• [Passage given]
= Praecilia gens =

The gens Praecilia or Precilia, also written as Praecillia or Precillia, was an obscure plebeian family at ancient Rome. Few members of this gens are mentioned in history, but a number are known from inscriptions.

==Origin==
The nomen Praecilius belongs to a class of gentilicia typically derived from cognomina ending in the diminutive suffix -ulus. The root might be praeco, a crier or herald, belonging to a common type of surname derived from offices and occupations.

==Praenomina==
By far the most abundant praenomen among the Praecilii was Lucius, accounting for more than half of all the individuals known from inscriptions. They also made regular use of Titus, Gaius, Publius, Quintus, and Marcus, all of which were very common throughout Roman history. The only other praenomen found among the Praecilii is Sextus, found in a filiation.

==Members==

- Praecilia, buried at Rome, was the wife of Publius Luscius Asc[...].
- Precilia, named in an inscription from Carthage in Africa Proconsularis.
- Praecilia L. f., buried at Anagnia in Latium, aged forty-three.
- Praecilius, recommended to Caesar by Cicero, in 45 BC.
- Precilius T. f., named in an inscription from Rome.
- Gaius Praecilius, buried at Portus in Latium.
- Lucius Precilius, tribune of the plebs at an uncertain date.
- Titus Precilius T. f., of Lugdunum in Gallia Lugdunensis, was a cornicen, or horn player, who served in the third legion. He was buried at Ammaedara in Africa Proconsularis, aged thirty-five, having served nineteen years.
- Titus Precilius T. l., a freedman, buried at Nomentum in Latium.
- Precilia Anthusa, a house-slave, built a tomb at Rome for her master, a boy named Lucius Precilius Onesimus.
- Precilia Aphrodite, buried at Rome, aged twenty years, eleven months, with a tomb built by her husband, Lucius Titius Phocas.
- Gaius Precilius Apollonides, client of Sextus Sentius Proculus, proquaestor of Asia, mentioned in an inscription from Ephesus in Asia Minor, dating from the mid-second to early third century AD.

• [Stored rows]
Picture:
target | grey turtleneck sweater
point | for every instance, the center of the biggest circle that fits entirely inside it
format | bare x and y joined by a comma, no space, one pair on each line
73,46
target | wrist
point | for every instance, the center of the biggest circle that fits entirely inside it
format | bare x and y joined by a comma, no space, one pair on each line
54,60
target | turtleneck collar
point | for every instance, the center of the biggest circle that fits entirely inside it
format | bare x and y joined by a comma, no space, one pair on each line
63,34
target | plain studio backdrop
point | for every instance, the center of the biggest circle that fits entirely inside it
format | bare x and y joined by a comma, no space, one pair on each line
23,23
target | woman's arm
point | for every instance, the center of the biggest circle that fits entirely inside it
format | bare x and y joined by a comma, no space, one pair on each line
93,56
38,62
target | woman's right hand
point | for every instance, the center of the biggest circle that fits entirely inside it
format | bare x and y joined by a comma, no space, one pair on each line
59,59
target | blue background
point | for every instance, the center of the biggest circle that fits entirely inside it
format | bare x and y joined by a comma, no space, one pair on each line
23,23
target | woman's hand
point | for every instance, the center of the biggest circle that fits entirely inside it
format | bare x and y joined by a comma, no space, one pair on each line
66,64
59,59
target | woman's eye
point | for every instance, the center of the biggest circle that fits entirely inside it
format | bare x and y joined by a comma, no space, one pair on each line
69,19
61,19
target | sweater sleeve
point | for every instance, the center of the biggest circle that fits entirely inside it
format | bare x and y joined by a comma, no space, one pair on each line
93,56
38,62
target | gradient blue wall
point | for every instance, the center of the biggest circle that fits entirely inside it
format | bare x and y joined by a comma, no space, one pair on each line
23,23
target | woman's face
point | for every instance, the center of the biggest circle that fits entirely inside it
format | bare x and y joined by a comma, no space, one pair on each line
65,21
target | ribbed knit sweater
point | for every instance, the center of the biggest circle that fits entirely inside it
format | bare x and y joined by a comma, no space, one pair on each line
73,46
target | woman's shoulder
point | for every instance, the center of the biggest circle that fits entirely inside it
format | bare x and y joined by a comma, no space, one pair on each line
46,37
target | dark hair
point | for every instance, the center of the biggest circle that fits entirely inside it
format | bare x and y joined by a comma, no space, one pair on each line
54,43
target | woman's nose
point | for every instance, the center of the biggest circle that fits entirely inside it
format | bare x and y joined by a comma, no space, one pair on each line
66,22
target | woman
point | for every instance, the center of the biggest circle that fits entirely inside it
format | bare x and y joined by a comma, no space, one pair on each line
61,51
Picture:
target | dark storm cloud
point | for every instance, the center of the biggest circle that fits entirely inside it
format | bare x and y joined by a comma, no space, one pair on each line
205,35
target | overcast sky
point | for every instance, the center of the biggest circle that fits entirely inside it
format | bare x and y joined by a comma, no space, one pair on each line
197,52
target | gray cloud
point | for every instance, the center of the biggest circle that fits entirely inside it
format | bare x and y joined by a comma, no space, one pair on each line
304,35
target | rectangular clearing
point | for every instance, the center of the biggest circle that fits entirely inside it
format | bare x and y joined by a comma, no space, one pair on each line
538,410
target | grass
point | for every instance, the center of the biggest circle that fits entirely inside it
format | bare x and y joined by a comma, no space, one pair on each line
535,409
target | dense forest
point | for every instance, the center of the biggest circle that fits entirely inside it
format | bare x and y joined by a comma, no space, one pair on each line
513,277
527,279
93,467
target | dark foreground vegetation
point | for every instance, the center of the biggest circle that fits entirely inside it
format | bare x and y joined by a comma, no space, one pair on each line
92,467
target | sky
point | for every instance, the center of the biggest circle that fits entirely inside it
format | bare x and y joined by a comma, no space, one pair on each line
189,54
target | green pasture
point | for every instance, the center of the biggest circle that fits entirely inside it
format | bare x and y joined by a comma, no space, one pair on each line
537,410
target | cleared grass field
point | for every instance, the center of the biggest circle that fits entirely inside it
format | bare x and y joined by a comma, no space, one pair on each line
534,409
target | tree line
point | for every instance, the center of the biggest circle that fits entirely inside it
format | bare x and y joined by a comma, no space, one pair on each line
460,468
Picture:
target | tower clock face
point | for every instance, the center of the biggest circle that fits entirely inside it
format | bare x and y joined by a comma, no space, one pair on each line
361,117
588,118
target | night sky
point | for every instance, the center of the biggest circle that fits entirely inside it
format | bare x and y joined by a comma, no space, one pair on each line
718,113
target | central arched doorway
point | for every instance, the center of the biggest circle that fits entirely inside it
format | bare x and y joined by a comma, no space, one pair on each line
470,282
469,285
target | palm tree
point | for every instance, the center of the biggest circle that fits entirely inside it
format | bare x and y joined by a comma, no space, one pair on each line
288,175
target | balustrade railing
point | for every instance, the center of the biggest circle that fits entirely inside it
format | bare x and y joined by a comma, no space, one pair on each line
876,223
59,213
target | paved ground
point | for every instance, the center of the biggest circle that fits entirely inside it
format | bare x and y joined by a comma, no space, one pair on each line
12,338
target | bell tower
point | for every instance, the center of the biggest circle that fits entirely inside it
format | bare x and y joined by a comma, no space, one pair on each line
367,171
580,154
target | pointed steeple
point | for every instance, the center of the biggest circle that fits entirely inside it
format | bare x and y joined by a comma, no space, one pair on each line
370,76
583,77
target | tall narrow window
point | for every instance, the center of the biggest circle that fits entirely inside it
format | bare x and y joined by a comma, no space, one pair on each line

• [Problem to work on]
Answer these about the text on the Praecilia family, using only what it states:
(a) What possible root for the nomen Praecilius does the text give?
(b) Which praenomen accounts for more than half of the Praecilii known from inscriptions?
(c) How many years had the horn player Titus Precilius T. f. served?

• [Written answer]
(a) Praeco, a crier or herald.
(b) Lucius.
(c) Nineteen years.